Data extract:
*** Begin section ***

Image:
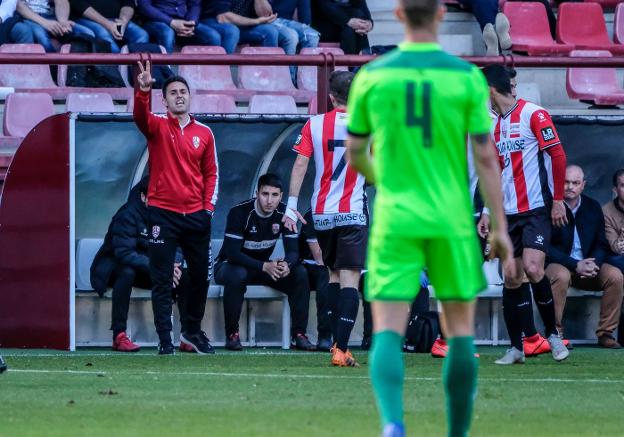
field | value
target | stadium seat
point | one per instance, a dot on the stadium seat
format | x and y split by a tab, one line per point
25	76
597	85
23	111
530	30
272	104
618	24
208	78
269	78
213	104
94	102
306	76
583	25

*** End section ***

About this exercise: The lines from the one containing "field | value" through the last line of the material above are to be copied exactly, both ends included.

Written response:
field | value
target | stadium seat
point | one per instance, a dot on the stadium seat
format | x and y split by a tab, one line per point
25	76
597	85
23	111
530	30
272	104
618	24
208	78
269	78
213	104
94	102
306	76
583	25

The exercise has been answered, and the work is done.